## RAW DATA

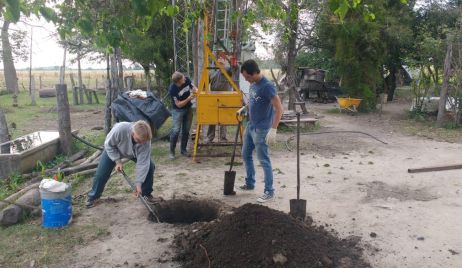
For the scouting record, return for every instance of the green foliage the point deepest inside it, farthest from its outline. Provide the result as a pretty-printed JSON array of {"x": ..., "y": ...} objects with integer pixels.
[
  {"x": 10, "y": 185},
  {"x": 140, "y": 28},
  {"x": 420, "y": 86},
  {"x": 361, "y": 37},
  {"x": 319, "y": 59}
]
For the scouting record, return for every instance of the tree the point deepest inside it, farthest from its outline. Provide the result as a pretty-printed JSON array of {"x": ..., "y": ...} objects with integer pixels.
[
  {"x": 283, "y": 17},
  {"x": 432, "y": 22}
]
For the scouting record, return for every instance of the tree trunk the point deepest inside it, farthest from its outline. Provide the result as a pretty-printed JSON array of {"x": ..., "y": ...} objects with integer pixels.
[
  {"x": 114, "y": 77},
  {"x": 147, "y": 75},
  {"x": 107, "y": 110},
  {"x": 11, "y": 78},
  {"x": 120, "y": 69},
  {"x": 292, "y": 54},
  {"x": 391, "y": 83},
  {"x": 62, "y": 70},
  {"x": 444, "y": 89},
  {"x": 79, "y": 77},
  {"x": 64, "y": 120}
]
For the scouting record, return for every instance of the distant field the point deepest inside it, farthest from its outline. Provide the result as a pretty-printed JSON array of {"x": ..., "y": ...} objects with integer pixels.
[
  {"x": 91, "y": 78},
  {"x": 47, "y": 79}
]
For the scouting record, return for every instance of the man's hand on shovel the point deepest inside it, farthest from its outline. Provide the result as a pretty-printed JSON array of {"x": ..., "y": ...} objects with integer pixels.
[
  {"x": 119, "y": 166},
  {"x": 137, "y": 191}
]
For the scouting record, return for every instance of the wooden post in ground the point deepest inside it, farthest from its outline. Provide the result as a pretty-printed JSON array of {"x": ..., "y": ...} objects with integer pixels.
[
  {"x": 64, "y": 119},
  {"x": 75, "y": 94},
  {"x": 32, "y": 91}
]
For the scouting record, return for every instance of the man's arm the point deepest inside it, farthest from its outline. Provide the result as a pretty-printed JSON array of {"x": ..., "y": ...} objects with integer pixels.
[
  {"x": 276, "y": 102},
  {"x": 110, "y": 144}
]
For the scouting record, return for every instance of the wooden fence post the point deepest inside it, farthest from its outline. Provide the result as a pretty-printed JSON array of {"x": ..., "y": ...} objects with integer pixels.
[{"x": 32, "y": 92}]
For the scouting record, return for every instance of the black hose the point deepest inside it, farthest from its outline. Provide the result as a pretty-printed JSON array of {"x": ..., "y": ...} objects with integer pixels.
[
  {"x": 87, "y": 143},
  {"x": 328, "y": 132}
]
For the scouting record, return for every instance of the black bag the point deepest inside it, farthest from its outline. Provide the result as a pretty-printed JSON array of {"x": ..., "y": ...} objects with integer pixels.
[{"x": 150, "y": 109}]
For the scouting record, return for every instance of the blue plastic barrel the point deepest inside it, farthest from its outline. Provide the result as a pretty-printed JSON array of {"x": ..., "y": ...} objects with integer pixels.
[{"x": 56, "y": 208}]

* * *

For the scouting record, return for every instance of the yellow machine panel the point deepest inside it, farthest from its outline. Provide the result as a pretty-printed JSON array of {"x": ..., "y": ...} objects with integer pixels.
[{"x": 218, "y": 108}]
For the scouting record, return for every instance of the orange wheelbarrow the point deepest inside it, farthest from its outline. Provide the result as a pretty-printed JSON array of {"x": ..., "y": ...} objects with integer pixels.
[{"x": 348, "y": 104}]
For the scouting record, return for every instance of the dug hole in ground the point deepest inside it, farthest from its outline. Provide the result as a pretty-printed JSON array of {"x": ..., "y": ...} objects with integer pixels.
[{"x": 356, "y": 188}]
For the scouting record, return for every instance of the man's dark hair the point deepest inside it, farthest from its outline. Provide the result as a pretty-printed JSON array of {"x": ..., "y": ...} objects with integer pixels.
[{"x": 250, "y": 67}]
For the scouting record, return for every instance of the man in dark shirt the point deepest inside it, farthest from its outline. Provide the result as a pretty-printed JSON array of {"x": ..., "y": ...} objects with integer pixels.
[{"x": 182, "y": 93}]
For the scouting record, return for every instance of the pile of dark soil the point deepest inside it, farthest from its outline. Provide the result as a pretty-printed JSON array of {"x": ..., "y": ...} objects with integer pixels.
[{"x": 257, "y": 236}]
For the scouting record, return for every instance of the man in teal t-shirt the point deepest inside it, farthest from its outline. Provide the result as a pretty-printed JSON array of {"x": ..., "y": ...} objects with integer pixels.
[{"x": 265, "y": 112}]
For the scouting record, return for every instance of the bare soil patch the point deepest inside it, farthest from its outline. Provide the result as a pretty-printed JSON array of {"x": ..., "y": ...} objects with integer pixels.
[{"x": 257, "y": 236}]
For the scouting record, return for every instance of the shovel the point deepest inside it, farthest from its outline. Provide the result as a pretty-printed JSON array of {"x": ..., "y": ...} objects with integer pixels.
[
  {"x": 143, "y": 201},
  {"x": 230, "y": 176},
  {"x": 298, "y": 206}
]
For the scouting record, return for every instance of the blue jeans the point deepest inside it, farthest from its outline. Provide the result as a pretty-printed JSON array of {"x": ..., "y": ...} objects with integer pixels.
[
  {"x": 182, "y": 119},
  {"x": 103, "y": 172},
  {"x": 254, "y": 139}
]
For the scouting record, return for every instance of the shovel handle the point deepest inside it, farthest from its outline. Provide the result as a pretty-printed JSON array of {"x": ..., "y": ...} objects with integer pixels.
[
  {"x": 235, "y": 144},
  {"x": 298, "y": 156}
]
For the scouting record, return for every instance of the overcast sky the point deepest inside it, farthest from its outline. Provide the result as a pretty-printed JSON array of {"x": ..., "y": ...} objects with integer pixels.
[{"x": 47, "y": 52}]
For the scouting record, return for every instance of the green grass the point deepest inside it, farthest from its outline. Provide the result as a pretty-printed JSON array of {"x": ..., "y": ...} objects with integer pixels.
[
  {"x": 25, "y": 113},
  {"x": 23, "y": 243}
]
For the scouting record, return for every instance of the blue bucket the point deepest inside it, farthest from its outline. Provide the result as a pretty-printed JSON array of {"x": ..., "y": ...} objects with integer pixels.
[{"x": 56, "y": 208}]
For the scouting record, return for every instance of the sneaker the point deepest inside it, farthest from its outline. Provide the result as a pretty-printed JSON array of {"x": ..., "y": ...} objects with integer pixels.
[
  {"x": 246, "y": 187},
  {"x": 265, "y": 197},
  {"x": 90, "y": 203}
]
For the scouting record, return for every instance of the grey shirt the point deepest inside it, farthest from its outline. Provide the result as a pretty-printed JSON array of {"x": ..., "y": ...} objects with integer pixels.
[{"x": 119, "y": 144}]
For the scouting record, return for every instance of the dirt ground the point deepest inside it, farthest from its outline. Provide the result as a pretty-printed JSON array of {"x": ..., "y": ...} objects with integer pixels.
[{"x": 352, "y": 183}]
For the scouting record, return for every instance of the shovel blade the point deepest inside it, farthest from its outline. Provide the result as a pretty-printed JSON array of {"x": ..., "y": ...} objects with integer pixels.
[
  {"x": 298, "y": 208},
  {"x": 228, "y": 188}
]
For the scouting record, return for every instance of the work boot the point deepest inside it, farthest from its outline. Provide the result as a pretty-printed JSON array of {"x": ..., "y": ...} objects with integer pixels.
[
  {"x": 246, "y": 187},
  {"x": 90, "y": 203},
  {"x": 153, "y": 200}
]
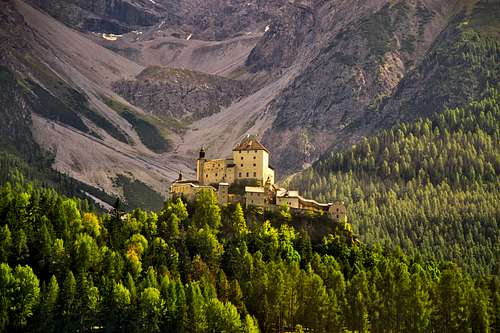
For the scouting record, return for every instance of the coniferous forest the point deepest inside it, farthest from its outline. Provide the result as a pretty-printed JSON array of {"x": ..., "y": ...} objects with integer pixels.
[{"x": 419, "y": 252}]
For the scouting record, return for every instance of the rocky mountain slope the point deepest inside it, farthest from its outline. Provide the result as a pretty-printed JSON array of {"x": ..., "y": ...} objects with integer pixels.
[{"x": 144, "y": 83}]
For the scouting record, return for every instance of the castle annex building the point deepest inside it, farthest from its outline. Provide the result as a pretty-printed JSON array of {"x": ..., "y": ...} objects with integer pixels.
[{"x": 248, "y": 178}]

## WORK TO BE COMPLETED
Pick out and copy every line in the entries above that contains the string "blue". Letter case counts.

## EXERCISE RESULT
For the scouting record, return for every instance of the blue plastic barrel the point deepest inside it, farthest from its outline. Provide the result as a pretty-printed JSON array of {"x": ..., "y": ...} objects with integer pixels.
For the scouting record, return for every instance of the blue jeans the point deepest inside it, farthest from its outline. Provide the result as a pretty-printed JSON array of {"x": ..., "y": ...} objects with integer pixels.
For the scouting record, return for every instance of the blue bucket the point deepest inside it, farthest from its outline. Provide the result as a pretty-printed JSON array of {"x": ..., "y": ...} objects with integer pixels.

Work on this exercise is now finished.